Rewrite the data below, changing each "Query" to "Label" and leaving every other part of the lines untouched.

(Point annotation records)
····················
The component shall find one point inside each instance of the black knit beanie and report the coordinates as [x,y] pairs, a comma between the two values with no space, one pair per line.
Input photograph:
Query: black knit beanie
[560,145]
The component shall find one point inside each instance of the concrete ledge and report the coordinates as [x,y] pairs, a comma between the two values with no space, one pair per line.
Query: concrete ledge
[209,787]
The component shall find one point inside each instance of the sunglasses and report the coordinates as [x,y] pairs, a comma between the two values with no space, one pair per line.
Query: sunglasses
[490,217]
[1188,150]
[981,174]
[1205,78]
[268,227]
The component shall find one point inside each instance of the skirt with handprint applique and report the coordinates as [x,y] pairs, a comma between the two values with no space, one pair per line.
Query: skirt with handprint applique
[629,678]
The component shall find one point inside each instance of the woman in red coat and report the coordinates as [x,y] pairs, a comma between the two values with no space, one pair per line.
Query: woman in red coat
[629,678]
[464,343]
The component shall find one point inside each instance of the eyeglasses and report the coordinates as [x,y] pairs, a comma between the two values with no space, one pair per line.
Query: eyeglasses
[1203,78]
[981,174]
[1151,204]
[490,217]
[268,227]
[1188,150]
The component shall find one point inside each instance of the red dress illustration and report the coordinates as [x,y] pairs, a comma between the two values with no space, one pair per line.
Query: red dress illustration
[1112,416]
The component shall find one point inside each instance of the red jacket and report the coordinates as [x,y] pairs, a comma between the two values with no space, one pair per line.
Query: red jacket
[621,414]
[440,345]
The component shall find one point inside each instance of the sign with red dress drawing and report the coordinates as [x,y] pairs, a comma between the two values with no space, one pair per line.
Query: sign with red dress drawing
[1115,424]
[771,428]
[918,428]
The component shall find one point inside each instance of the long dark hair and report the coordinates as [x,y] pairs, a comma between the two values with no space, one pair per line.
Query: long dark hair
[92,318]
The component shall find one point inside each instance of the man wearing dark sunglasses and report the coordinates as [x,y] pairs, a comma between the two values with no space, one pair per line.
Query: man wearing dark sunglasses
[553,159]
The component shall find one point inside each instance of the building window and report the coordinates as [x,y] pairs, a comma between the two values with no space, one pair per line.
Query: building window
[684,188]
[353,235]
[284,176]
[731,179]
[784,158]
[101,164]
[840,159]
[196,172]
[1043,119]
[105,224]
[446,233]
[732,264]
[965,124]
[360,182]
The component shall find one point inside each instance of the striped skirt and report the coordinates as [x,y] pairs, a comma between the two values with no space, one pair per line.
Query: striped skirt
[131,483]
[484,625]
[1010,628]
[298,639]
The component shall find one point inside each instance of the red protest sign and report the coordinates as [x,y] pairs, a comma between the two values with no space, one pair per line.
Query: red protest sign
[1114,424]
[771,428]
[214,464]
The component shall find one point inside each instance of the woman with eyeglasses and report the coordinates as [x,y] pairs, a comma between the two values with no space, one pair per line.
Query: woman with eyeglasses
····················
EXERCISE ANSWER:
The component shall find one point inside each instance of the black knit beanie and report the coordinates as [x,y] pairs, a comma between the two values with no space, one pair per line.
Input photograph:
Label: black knit beanie
[560,145]
The component shall find one point inside each instance of the concrete ledge and report the coordinates as [x,y] pairs, a comma between the two values with no space, one pair per line.
Label: concrete ledge
[209,787]
The component shall find one point inside each instance of the sunglasses and report the coordinates as [x,y] pairs, a comma between the two values with no space, one pair per line.
Label: sunglasses
[490,217]
[1188,150]
[981,174]
[1205,78]
[268,227]
The component shall find one point inside each instance of the skirt with handprint applique and report the coordinates as [x,y] pairs, a comma between the two values with no space, one pair per line.
Label: skirt with handprint applique
[629,678]
The component shall find one point inside each instance of the woman in red coat and report the coordinates as [x,y] pairs, a comma between the two values with no space, one pair per line.
Label: woman in red coat
[629,678]
[464,343]
The component shall find one point inside each instance of the eyeglasses and report the coordinates as [x,y] pairs, a comma between the two values with no space, one pair per line.
Label: eyeglasses
[1203,78]
[981,174]
[1151,204]
[490,217]
[268,227]
[1188,150]
The component shall find one point inside each instance of the red dress illustration and report the coordinates as [x,y] pairs, a comma between the two values with no space, one pair per line.
Label: red dress illustration
[1112,416]
The component shall find one point inside each instance of the red jacket and report the coordinates as [x,y] pairs, a comma between the two values with no space, one pair per line.
Label: red jacket
[621,414]
[440,345]
The component shall find one point inside each instance of the sign with red dress drawing and report the coordinates as [x,y] pairs, a comma between the two values with no space, one pair per line.
Label: sign with red dress drawing
[1115,424]
[771,428]
[918,428]
The component shall find one point inside each instance of the long dark hair and report the coordinates as [x,y] pairs, a comma between the two values with no space, one pair per line.
Label: long dark hair
[92,318]
The component shall find one point inside each instance of the man wearing dark sunglasses and report the coordinates as [x,y] pairs, a comma between the two values with no space, one pair per line.
Label: man wearing dark sunglasses
[553,159]
The component shall find one point inside each instance of the building window and report the coordinates as [x,y] pairs, a comma between the two values with no space, one pair per line.
Label: building window
[684,188]
[353,235]
[284,176]
[731,179]
[784,158]
[101,164]
[840,159]
[196,172]
[1043,119]
[105,224]
[446,233]
[732,264]
[965,124]
[360,182]
The component shall find one point inside each instance of the striped skirt and report the coordinates as [x,y] pairs, a comma between the two values with no space, one pair per line.
Label: striped skirt
[131,483]
[484,625]
[1010,628]
[298,639]
The component shall find one point inside each instance of the red protest sign and report the coordinates as [x,y] pairs, a comma between the two values with no space, one pair per line.
Label: red protest sign
[1114,424]
[771,428]
[214,464]
The component shall find one point inside each instance of the woman with eyeglasses and report the coordinates as [x,y] pairs, a comma between the two values with no space, one pair per line.
Label: woman with eyeglasses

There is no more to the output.